Records for this task:
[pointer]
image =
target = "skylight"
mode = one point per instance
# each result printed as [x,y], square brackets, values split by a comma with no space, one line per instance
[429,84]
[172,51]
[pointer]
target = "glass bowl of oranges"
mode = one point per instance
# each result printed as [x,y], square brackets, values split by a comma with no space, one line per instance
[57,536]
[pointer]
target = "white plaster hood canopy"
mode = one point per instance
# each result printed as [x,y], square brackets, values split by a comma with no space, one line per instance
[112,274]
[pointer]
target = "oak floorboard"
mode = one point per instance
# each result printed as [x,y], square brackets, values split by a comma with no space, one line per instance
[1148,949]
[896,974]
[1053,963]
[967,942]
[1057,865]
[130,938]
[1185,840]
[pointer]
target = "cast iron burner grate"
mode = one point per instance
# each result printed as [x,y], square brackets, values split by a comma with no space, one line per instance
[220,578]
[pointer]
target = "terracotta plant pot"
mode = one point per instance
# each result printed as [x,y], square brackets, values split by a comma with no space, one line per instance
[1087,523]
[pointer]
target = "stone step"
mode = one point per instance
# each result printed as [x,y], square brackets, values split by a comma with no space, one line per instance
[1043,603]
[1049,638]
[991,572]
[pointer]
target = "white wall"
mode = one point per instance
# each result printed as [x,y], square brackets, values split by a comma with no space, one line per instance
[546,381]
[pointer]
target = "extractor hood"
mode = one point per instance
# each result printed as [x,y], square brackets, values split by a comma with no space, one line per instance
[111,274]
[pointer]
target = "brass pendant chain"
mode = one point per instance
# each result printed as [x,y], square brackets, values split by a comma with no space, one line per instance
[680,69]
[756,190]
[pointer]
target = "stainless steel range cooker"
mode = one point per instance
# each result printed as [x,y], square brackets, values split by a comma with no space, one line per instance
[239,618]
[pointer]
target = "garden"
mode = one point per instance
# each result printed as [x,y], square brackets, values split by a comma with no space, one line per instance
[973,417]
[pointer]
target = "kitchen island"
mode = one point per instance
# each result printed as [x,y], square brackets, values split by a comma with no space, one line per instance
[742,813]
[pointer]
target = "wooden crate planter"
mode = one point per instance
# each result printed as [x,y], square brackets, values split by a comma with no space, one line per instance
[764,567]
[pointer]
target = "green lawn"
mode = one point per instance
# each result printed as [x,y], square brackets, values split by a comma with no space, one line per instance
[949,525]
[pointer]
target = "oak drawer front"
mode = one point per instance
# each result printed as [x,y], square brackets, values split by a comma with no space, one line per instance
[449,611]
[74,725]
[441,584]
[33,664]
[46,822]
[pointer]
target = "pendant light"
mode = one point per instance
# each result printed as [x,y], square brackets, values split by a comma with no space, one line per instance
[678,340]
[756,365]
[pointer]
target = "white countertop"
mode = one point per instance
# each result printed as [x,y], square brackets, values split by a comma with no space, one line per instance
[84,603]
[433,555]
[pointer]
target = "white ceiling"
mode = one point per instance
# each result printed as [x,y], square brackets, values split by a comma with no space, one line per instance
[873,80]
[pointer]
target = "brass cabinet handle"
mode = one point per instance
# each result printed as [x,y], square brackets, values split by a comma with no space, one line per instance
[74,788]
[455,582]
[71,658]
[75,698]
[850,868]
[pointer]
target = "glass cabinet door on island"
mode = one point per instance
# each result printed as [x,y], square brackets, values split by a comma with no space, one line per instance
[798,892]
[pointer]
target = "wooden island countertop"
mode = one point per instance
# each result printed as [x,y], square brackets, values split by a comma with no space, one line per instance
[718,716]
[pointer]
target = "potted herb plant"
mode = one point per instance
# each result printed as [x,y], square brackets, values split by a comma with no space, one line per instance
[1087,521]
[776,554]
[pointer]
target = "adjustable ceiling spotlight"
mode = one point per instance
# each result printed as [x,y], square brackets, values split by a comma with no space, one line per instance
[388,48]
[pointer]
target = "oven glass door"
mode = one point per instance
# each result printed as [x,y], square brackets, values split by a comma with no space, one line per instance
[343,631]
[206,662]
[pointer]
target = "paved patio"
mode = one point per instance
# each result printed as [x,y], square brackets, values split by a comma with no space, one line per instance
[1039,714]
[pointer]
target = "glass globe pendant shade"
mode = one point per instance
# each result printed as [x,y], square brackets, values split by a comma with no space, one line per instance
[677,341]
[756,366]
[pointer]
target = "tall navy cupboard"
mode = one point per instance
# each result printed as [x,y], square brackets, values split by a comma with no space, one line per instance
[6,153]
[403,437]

What to work on: The records above must be output exactly, in full.

Result of the exercise:
[pointer]
image =
target = "skylight"
mode = one point per instance
# each result printed as [x,y], square brackets, values split by a comma with no space, one line per instance
[429,84]
[172,51]
[pointer]
target = "glass bowl of oranges"
mode = one point per instance
# each result printed as [x,y], square brackets, values split by a comma with no space, one line per instance
[57,536]
[pointer]
target = "white plaster hood canopy"
mode = one point per instance
# each result printed as [x,y], square brackets, values split by a comma with no space, one line per instance
[112,274]
[pointer]
target = "oak floorboard"
mode = one point per instance
# each result printed as [x,y], square brackets, values split by a comma with no space, one line per instance
[1148,949]
[896,974]
[1053,963]
[967,942]
[1057,865]
[130,938]
[1185,840]
[pointer]
target = "cast iron burner grate"
mode = one point per instance
# each result printed as [x,y], square brackets, values split by a comma with no space, one line per instance
[220,578]
[pointer]
target = "terracotta plant pot"
mode = one point per instance
# each result printed as [x,y], square brackets, values split by a comma with no space, one line per instance
[1087,523]
[pointer]
target = "stone step"
mode = one point per instance
# each result printed as [x,y], square brackets, values split by a comma with no space, one line per instance
[1043,603]
[1049,638]
[991,572]
[pointer]
target = "white wall"
mode = one point per instance
# each result printed as [x,y], square brackets, values split by a comma with no space, one line per instance
[546,381]
[pointer]
target = "extractor hood"
mode = one point per instance
# each result printed as [x,y], square brackets, values split by a comma with no space, one line per instance
[111,274]
[pointer]
target = "brass pendant chain"
mode = one point per instance
# each result printed as [x,y], square brackets, values split by a comma with no space, one line per instance
[680,69]
[756,190]
[pointer]
target = "stainless steel range cooker"
mode = one point per instance
# each result printed as [x,y], square brackets, values split by a comma with no space, one line per instance
[239,618]
[pointer]
target = "garden"
mode = one point per instance
# each result printed as [x,y], square brackets, values split by a comma with no space, one line per instance
[973,417]
[pointer]
target = "kitchen island"
mode = one point per instance
# each result printed as [x,y], square brackets, values split by a comma with no space, one line per instance
[742,813]
[pointer]
target = "wooden crate planter"
mode = one point per instance
# each result printed as [x,y], square brackets, values split by a comma with no space, one line per instance
[764,567]
[pointer]
target = "green lawn"
mode = one point per instance
# each result printed as [x,y], square brackets, values split by a comma with no space, one line per instance
[949,525]
[pointer]
target = "oak drawer front"
mode = one point per instance
# each result printed as [x,y], square brackets, values split by a comma with no space, one line per instance
[449,611]
[74,725]
[441,584]
[33,664]
[46,822]
[pointer]
target = "pendant light"
mode = one point per instance
# each result printed as [x,y], square brackets, values split by a comma with no space, one line per instance
[678,340]
[756,365]
[pointer]
target = "white countertop"
mode = one point per instance
# each result printed as [x,y], square brackets, values split by a comma with no space, one line per instance
[84,603]
[433,555]
[pointer]
target = "white ceiling"
mode = one point per instance
# each result printed as [x,y], square brackets, values split by a comma with no space, one line per instance
[873,80]
[pointer]
target = "brass cabinet handle"
mode = one point per instance
# each result printed as [x,y], square brackets, values split by a comma with no space, one line per instance
[74,788]
[455,582]
[71,658]
[75,698]
[850,868]
[pointer]
target = "glass cabinet door on island"
mode = one point per instance
# each result printed as [x,y], square brackets, values split by a comma with no space, one line per instance
[798,892]
[pointer]
target = "wooden island countertop"
mode = one point per instance
# each result printed as [x,y], square brackets, values split by a comma with no space, one line per instance
[718,716]
[pointer]
target = "potted herb plant"
mode = one point per instance
# each result printed as [x,y], square brackets, values split by a comma with no space, one line per instance
[1087,521]
[776,554]
[pointer]
target = "adjustable ceiling spotlight"
mode = one point per instance
# each result printed as [x,y], square brackets, values split by a comma with no space, one line per instance
[388,48]
[pointer]
target = "oven glass door"
mode = one point per instance
# each result printed as [x,y], square brackets, values split by a comma with no space, one line per instance
[343,631]
[206,662]
[pointer]
target = "paved patio"
mode = one point per instance
# each result printed as [x,y], square brackets, values split by a comma with no space, one line per instance
[1039,714]
[pointer]
target = "glass globe pendant shade"
mode = one point per instance
# each result printed as [x,y], square brackets, values split by a comma with no space, one line per instance
[677,341]
[756,366]
[pointer]
target = "tall navy cupboard"
mode = one point per instance
# each result printed as [x,y], square brackets, values split by a comma with no space, one line per instance
[6,153]
[403,437]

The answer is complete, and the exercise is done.